──────── Task material

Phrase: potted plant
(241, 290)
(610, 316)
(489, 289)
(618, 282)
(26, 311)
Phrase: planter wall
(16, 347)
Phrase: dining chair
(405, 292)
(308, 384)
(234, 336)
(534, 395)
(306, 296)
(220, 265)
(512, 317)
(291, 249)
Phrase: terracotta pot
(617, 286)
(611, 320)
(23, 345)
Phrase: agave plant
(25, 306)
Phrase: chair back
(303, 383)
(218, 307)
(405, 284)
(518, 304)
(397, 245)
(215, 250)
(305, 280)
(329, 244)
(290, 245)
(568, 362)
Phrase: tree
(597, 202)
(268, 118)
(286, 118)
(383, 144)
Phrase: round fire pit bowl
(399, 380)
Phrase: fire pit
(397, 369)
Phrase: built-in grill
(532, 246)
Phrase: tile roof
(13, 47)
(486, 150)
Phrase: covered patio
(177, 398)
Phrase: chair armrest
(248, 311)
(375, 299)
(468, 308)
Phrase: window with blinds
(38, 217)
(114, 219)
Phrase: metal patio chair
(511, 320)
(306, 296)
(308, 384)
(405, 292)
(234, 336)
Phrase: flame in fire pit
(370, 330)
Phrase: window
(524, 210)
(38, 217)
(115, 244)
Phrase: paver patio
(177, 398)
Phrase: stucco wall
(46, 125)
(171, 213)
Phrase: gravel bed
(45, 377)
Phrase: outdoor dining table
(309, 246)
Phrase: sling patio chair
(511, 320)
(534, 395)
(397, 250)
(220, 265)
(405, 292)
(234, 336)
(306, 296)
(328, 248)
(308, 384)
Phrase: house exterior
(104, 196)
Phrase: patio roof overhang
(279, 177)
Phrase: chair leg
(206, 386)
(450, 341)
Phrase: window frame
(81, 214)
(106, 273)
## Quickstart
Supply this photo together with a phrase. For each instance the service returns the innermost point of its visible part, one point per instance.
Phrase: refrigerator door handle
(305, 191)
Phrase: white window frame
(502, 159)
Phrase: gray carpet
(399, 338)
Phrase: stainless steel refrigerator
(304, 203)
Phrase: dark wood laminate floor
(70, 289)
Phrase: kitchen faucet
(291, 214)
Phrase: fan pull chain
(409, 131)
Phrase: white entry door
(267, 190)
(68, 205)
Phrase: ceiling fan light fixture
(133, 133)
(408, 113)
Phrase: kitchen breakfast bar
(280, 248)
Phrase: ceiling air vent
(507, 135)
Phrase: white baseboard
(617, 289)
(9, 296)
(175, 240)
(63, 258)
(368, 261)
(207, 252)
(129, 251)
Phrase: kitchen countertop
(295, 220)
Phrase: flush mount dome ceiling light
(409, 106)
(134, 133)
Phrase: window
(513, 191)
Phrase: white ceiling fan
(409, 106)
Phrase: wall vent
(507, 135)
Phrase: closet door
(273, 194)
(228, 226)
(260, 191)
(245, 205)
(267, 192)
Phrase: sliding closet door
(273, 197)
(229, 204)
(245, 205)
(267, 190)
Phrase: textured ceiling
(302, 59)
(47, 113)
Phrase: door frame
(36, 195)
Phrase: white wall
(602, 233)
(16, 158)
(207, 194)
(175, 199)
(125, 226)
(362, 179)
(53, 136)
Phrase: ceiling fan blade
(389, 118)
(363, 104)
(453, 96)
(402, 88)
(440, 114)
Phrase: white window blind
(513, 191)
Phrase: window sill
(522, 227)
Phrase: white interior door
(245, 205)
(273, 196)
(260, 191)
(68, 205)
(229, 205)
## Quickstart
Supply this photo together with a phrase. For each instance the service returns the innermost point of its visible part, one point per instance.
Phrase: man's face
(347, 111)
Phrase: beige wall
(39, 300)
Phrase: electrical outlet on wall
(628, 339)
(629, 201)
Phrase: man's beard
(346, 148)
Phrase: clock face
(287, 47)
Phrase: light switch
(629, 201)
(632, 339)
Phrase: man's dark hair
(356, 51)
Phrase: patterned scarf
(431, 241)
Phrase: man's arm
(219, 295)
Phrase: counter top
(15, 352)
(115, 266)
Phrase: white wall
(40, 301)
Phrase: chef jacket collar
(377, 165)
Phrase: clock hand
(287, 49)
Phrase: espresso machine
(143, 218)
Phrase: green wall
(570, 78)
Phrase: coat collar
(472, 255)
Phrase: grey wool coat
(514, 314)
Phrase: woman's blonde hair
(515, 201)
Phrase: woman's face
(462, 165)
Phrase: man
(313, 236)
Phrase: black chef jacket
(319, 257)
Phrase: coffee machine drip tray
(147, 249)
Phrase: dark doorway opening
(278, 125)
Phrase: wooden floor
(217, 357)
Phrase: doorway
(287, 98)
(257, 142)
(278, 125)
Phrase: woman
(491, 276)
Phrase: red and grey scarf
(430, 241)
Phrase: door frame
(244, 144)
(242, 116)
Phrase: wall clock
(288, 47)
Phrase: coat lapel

────────────────

# To do
Starting from the line with "Phrase: coat collar" and ending with the final line of the data, quote every line exactly, both ends included.

# Solution to the problem
Phrase: coat collar
(472, 255)
Phrase: grey wool coat
(514, 314)
Phrase: woman's blonde hair
(515, 201)
Phrase: woman's face
(462, 165)
Phrase: man
(313, 236)
Phrase: black chef jacket
(319, 257)
Phrase: coffee machine drip tray
(147, 249)
Phrase: dark doorway opening
(278, 125)
Phrase: wooden floor
(217, 357)
Phrase: doorway
(287, 98)
(257, 142)
(278, 125)
Phrase: woman
(491, 276)
Phrase: red and grey scarf
(430, 241)
Phrase: door frame
(244, 144)
(242, 116)
Phrase: wall clock
(288, 47)
Phrase: coat lapel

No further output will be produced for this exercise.